(TEXT)
(begin)
5. You have instant access to all your published articles on your blog. A blog automatically creates archives of previous posts. You see them in a side-bar for easy access. You put them into categories for easy finding. One clever person we know spent a day posting all her ezine articles to her blog, so that it would appear she has been blogging for a much longer time. Also, readers of her blog may not have had the opportunity to read all of her other ezine articles.
6. You can use your blog to become a trusted expert in your field by filtering content on the web for your subscribers. Readers don’t have time to surf and to collect information, but you can do it for them, thereby establishing yourself as a good resource.
7. You can set up links for ads, products, and for your affiliate programs in the blog side columns so you don’t have to include them in the body of your article. In an ezine, you have to be careful about promotional stuff in the article because it annoys people and causes them to unsubscribe. A blog is a non-intrusive way to do this, and an ezine can link to the blog where more information can be found.
8. Readers can comment on your blog postings, which creates rapport and with readers. You can ask questions, stimulate responses by being controversial, and survey readers. It is a great way to keep your finger on the pulse of what readers want.
(end)
(DATA EXCERPT)
(begin)
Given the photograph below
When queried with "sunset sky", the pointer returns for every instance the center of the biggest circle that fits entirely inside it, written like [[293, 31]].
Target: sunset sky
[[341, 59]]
(end)
(CHALLENGES)
1. Please rewrite the list of blogging advantages from "5. You have" to "other ezine articles.", changing "ezine articles" to "newsletter articles".
2. In the list of blogging advantages, where can links for ads, products, and affiliate programs be placed so they stay out of the article body?
3. Carry on the list of blogging advantages from its last sentence.

(RESULTS FOR THE EXERCISE)
1.
5. You have instant access to all your published articles on your blog. A blog automatically creates archives of previous posts. You see them in a side-bar for easy access. You put them into categories for easy finding. One clever person we know spent a day posting all her newsletter articles to her blog, so that it would appear she has been blogging for a much longer time. Also, readers of her blog may not have had the opportunity to read all of her other newsletter articles.

2. In the blog side columns.

3.
9. You don’t have to mess with a web site, or pay a web designer to update your web site every time you have a new article or teleclass, or program or product. Blogs are user-friendly, and with a few instructions or tutorials, you can learn to use it yourself. It is less expensive than setting up your ezine in HTML.
10. Bottom line is this: using a blog and an ezine will help attract more visitors to your website, who become subscribers and who may eventually become clients.
Think of the World Wide Web as a big fishing pond. The more fishing lines in the pond, the more fish you are going to catch.
You have a web site, it is static like an online brochure.
You have an ezine, which you grow through subscription links everywhere.
And now, you should have a blog, where you can attract more readers to get to know you, where they can interact with you, and maybe take your bait!
Happy fishing!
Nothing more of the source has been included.